■ Source extract
##############################

There’s still time to nominate local icons for Best of D.C.
Kathleen Akerley has a yen for directing problem plays. Early last year, she took on Eugene O’Neill’s Beyond the Horizon for American Century Theater because she relished the challenge of its fundamentally hoary premise: “artist crushed by harridan,” as she wrote in the show’s program. More recently, she directed Budd Schulberg’s reworked-for-the-stage On the Waterfront and Sam Shepard’s nigh-impenetrable, Ziggy Stardust-era sci-fi meditation on celebrity, The Tooth of Crime.
Her latest, Goldfish Thinking, is a world premiere she wrote for her own company, Longacre Lea. It’s possible she’s invented a new genre here—I’ll call it psychocomedy—but she also hasn’t made her job as director any easier. It’s kind of a mess, but I enjoyed it more than any of Akerley’s other recent productions, mostly on account of the good, funny work by its 10-member cast.

##############################

Continue the review of Goldfish Thinking, picking up after its last sentence.

■ Recorded data

##############################

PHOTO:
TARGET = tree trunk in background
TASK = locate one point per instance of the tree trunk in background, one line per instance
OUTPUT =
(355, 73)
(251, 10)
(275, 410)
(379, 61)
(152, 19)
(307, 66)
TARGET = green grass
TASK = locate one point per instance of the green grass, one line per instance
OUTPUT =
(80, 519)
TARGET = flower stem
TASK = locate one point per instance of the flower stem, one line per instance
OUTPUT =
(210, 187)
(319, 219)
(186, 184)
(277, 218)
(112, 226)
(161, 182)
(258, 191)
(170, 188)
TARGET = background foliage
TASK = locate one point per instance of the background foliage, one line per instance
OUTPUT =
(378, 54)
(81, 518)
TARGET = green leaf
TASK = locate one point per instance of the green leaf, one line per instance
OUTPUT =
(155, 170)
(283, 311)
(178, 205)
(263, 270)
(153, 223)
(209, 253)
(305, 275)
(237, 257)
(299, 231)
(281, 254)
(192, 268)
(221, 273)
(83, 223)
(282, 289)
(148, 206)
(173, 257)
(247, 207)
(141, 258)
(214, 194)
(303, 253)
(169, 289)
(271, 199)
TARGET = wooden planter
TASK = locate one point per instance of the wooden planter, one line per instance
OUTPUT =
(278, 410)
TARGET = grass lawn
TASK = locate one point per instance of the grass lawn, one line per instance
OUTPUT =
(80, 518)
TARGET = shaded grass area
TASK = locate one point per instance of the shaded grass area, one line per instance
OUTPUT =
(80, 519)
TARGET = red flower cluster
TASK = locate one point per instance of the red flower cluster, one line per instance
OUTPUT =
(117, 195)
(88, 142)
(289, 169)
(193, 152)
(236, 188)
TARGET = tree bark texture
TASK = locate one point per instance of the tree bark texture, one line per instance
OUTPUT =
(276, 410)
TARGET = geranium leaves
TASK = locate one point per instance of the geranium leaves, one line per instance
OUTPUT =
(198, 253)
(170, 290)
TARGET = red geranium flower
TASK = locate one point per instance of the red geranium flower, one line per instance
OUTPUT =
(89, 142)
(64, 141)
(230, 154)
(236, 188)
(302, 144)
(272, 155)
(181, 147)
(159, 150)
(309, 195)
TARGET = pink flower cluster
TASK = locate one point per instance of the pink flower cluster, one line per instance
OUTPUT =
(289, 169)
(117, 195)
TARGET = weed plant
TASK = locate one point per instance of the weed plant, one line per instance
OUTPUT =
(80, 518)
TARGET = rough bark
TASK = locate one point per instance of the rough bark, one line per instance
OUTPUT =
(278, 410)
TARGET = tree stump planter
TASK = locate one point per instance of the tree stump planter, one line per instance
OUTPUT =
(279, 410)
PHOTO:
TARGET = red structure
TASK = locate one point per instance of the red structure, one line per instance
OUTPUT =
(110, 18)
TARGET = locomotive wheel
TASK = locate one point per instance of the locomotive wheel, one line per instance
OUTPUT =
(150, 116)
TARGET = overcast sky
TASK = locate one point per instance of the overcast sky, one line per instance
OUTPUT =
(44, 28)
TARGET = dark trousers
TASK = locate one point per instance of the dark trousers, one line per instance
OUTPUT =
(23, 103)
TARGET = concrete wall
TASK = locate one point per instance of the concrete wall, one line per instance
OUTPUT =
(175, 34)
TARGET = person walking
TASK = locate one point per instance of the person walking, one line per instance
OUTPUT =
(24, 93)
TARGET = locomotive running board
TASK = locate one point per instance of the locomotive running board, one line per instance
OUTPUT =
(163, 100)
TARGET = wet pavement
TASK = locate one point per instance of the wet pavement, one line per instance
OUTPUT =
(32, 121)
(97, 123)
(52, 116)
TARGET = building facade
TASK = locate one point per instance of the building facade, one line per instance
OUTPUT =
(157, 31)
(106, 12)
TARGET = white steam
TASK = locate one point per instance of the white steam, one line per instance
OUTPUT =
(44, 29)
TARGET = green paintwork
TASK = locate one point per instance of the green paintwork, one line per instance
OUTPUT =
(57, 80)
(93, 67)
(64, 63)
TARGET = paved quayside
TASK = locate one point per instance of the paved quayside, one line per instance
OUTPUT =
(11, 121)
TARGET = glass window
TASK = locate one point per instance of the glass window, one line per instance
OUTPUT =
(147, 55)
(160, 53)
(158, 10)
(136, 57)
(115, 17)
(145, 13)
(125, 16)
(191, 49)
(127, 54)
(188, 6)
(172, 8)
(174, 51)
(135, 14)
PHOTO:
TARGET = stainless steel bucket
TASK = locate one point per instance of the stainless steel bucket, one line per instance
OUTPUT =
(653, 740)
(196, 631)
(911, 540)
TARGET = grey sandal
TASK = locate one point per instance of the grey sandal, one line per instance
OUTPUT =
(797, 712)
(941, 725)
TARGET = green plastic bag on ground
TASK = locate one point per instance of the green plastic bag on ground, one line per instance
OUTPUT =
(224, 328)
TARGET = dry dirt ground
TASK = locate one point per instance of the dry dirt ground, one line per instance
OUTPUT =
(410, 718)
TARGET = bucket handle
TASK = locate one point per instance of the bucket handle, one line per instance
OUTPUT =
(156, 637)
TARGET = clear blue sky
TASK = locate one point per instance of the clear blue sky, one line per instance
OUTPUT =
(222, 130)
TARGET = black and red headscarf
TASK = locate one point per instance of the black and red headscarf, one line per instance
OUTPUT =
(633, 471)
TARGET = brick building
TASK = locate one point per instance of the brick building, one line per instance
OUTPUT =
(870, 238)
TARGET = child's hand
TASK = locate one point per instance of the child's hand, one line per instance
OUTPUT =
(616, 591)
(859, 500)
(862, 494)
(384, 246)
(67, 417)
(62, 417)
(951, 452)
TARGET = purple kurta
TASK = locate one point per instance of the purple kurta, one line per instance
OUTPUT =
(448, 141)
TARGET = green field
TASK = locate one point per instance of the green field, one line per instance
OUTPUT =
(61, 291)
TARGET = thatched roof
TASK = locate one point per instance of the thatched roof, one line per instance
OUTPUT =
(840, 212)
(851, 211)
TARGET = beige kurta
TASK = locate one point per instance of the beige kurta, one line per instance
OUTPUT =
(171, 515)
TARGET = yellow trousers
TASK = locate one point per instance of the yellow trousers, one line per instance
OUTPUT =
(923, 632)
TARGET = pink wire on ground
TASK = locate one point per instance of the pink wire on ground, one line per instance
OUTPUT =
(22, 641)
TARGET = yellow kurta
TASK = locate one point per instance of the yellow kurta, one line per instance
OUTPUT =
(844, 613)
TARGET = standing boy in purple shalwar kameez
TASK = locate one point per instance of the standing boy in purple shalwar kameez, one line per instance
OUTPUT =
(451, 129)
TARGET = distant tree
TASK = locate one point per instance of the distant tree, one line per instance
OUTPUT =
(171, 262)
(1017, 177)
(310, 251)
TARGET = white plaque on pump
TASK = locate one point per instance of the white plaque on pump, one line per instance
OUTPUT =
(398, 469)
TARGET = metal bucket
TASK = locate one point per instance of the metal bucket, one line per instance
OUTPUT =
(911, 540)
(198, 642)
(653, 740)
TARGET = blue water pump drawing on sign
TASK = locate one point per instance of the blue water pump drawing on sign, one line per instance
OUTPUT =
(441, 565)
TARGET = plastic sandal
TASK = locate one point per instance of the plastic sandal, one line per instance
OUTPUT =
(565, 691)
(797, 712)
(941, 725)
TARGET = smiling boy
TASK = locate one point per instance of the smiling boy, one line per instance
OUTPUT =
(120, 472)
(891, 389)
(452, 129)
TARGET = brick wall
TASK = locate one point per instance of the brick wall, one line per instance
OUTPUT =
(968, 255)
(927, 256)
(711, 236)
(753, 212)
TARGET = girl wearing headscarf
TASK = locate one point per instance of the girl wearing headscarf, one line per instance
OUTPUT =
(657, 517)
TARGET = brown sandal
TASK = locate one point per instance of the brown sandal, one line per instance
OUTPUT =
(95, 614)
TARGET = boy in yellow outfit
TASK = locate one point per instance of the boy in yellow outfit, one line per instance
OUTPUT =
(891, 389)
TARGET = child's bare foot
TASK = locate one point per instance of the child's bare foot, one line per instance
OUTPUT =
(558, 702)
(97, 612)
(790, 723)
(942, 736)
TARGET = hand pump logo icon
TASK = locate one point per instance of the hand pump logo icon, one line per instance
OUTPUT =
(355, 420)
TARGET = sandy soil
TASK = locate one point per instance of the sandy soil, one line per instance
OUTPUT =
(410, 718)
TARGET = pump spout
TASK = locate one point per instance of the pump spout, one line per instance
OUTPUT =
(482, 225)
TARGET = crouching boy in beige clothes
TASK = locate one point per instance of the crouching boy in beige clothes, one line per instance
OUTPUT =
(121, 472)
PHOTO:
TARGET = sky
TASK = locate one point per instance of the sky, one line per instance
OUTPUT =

##############################

■ Answer box
A game Heather Haney plays Dana, a Georgetown Law student who begins to say things she doesn’t remember a second later, then suffers elaborate hallucinations in class. Her study buddies, Ashley DeMain, Michael Glenn, and William Hayes, are initially amused by her odd behavior, but when it persists some of their friendships become strained. Inside her delusion, Dana is accused of killing a man—one who, even as a corpse, refuses to shut up and lie still; he even offers her advice when she’s representing herself in dream court. A Kalashnikov-carrying Chairman Mao (Chris Davenport) makes frequent appearances, along with Dana’s very supercilious law professor (Jesse Terrill), who seems to be the more menacing of the pair. So you can hardly blame her for seeking the counsel of a therapist, as well as of various seers and psychics, though I can’t think of a single story wherein that has ever worked.
Elizabeth Jenkins McFadden’s set looks like something a kid would build out of blocks, where the blocks are oversized law books and tomes of bedtime stories. The environment works well for both the scenes set in the law library as well as inside Dana’s dreamscape—sorry, I mean “parasitic reality”—where we spend an increasing chunk of our time in the protracted second act, as the narrative drifts out of focus even as the comic performances stay sharp.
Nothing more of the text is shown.